Excerpts from point annotation data >>
▬▬▬▬▬▬▬▬▬▬

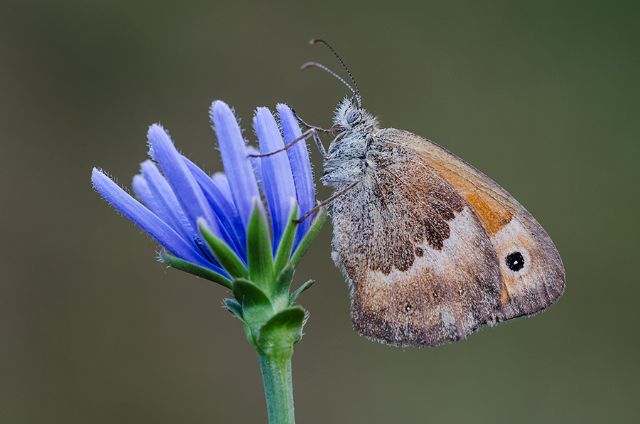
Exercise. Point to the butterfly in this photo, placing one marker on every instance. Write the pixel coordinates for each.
(432, 249)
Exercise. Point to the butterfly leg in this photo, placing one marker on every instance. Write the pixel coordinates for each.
(325, 202)
(311, 132)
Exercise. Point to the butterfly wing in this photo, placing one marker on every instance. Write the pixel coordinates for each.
(530, 265)
(421, 268)
(423, 241)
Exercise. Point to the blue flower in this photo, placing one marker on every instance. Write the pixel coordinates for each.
(203, 221)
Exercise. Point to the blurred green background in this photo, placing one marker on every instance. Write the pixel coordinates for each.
(542, 96)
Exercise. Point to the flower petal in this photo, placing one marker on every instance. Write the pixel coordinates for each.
(145, 219)
(226, 212)
(170, 210)
(143, 193)
(276, 172)
(221, 181)
(242, 180)
(300, 166)
(180, 179)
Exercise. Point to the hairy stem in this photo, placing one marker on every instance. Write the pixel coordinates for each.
(278, 390)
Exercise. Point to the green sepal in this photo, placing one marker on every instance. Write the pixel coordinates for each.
(311, 235)
(284, 280)
(233, 307)
(256, 306)
(286, 241)
(259, 256)
(304, 286)
(222, 252)
(194, 269)
(278, 335)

▬▬▬▬▬▬▬▬▬▬

Edit the data above by changing "placing one marker on every instance" to "marking each instance once" wherever it occurs, leaving everything else unchanged. Leave the pictures out of your answer.

SOLUTION FOR THIS PROBLEM >>
Exercise. Point to the butterfly in this photo, marking each instance once. Write the pixel coordinates for each.
(432, 249)
Exercise. Point to the butterfly leg in this photo, marking each instance once. Write the pixel coordinates for each.
(325, 202)
(311, 132)
Exercise. Point to the butterfly wing in this photo, marking each instance once. Write the pixel coordinates for each.
(530, 265)
(421, 268)
(423, 241)
Exercise. Point to the blue flower in this photo, marking each instance once. Write the pixel coordinates for each.
(203, 221)
Exercise. Point to the blurred green background in this photo, marking each instance once. Write the pixel coordinates for each.
(542, 96)
Exercise. Point to the flower petal in this photo, marking each instance once. Write the pixel coordinates for each.
(145, 219)
(226, 212)
(170, 210)
(143, 193)
(276, 172)
(221, 181)
(242, 180)
(300, 166)
(180, 179)
Exercise. Point to the hairy stem in this photo, marking each instance once. Write the pixel coordinates for each.
(278, 390)
Exercise. Point to the green sepal in this photo, marking each instance once. Write the pixel coordinates for each.
(311, 235)
(284, 280)
(233, 307)
(256, 306)
(286, 241)
(259, 256)
(304, 286)
(222, 252)
(194, 269)
(278, 335)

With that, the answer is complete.